## [RECORDED DATA]
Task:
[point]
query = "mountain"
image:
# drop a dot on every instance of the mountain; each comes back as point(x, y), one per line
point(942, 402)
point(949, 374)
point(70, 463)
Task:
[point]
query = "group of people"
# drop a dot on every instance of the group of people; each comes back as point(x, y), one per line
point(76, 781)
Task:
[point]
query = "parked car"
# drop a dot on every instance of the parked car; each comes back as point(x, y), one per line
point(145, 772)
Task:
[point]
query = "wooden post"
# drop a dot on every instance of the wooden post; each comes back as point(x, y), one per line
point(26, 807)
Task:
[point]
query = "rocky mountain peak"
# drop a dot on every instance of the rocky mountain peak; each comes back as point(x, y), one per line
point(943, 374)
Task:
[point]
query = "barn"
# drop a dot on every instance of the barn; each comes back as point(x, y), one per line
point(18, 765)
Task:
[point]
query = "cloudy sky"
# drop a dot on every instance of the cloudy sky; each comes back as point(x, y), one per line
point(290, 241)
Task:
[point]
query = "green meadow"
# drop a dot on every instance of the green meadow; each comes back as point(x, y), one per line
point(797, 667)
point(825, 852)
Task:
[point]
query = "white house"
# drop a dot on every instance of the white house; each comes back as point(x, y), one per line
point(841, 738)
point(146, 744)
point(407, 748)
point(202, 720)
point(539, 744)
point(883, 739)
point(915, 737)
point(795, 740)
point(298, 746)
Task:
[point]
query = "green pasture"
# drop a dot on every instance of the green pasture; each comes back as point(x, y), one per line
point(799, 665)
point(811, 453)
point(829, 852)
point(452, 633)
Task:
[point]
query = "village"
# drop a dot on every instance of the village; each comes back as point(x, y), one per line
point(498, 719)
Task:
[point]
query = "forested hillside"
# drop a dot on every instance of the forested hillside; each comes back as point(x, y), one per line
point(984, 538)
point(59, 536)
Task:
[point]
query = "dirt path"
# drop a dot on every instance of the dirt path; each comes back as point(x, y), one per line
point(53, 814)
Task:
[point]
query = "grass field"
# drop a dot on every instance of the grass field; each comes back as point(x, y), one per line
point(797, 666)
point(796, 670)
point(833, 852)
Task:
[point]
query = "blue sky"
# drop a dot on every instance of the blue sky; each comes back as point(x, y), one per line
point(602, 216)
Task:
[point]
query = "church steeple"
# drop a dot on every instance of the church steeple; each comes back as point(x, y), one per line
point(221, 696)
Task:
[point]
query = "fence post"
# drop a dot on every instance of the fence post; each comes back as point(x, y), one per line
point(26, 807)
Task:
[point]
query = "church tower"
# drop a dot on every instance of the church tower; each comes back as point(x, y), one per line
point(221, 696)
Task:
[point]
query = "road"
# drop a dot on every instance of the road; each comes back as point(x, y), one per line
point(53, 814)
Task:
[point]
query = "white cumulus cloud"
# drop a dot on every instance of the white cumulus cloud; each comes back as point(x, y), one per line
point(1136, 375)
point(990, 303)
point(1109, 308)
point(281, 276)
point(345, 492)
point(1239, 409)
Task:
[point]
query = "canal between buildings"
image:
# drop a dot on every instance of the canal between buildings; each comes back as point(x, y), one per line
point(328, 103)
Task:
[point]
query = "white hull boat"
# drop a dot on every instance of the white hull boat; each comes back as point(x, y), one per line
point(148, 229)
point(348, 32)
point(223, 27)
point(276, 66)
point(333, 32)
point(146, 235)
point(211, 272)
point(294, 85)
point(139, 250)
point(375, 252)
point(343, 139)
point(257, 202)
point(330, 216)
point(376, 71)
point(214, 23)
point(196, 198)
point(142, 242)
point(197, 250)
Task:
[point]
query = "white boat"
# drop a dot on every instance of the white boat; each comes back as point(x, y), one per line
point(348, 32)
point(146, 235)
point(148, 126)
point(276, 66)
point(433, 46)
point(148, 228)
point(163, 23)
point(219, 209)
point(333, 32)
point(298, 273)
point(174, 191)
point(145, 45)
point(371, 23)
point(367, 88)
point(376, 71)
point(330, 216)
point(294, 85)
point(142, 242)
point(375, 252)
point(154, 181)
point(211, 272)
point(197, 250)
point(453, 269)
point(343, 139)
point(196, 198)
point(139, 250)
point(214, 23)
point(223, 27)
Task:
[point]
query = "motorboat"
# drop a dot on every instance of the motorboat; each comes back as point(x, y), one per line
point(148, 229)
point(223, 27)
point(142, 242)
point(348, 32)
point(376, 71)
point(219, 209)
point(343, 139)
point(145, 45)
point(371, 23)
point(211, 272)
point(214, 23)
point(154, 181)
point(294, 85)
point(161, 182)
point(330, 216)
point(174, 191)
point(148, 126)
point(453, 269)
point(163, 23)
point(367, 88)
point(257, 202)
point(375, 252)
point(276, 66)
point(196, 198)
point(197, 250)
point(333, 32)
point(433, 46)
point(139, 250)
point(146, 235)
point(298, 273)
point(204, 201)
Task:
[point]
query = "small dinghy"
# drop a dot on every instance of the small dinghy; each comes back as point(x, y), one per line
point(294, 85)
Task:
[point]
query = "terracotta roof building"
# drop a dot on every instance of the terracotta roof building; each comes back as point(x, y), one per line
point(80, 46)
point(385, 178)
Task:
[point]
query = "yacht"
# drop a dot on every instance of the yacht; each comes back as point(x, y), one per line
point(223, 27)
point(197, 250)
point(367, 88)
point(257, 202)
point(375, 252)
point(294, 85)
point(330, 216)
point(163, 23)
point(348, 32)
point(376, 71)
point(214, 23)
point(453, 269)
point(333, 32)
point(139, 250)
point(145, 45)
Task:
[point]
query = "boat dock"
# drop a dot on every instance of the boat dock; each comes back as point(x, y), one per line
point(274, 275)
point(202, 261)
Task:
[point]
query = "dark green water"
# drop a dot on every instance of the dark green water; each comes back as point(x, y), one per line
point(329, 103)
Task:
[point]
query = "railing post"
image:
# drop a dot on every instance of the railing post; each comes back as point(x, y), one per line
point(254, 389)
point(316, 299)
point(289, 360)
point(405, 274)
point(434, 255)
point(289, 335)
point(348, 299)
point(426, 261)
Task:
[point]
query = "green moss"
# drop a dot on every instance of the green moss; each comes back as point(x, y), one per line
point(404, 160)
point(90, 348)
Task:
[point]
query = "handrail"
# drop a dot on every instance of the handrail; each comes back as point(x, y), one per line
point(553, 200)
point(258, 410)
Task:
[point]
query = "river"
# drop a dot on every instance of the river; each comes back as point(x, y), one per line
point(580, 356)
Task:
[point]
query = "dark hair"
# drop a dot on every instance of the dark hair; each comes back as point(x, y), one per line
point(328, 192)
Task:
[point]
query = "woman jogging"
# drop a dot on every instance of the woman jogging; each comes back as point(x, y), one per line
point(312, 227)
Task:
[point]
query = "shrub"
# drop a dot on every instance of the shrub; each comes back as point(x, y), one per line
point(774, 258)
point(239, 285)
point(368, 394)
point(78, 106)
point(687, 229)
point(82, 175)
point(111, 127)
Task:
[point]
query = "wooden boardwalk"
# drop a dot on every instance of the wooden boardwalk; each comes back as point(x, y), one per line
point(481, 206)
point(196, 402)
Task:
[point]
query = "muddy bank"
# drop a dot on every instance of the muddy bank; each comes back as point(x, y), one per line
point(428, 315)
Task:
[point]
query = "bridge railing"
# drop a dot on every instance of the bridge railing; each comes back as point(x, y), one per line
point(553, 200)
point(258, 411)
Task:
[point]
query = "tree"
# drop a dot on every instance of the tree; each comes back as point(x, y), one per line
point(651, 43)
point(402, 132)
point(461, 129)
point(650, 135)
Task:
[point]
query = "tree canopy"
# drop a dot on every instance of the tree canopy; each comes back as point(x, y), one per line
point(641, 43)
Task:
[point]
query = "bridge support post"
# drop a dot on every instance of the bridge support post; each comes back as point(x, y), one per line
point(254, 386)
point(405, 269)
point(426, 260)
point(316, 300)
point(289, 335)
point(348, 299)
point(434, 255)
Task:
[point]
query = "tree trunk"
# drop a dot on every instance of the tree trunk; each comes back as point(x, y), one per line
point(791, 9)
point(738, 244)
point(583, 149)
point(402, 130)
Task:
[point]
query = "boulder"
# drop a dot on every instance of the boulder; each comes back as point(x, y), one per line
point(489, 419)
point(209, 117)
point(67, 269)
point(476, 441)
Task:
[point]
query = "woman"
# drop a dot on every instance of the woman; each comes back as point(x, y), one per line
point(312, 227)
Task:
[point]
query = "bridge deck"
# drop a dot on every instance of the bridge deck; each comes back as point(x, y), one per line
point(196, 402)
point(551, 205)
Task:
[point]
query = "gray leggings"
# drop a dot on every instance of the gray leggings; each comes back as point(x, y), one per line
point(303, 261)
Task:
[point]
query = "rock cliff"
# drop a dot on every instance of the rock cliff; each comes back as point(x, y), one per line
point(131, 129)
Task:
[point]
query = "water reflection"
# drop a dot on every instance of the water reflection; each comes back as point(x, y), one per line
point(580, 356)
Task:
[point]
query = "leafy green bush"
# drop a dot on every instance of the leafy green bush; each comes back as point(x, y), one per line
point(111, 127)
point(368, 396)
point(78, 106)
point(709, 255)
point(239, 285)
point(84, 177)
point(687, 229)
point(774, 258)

## [EXERCISE OBJECTIVE]
Convert the material, from its first line through the line containing "point(76, 781)" (both ends included), into a Markdown table with the columns Row and Line. Number each line in Row and omit blank lines.

## [SOLUTION]
| Row | Line |
|---|---|
| 1 | Task: |
| 2 | [point] |
| 3 | query = "mountain" |
| 4 | image: |
| 5 | # drop a dot on every instance of the mountain; each comes back as point(x, y), one per line |
| 6 | point(942, 402) |
| 7 | point(949, 374) |
| 8 | point(70, 463) |
| 9 | Task: |
| 10 | [point] |
| 11 | query = "group of people" |
| 12 | # drop a dot on every instance of the group of people; each comes back as point(x, y), one per line |
| 13 | point(76, 781) |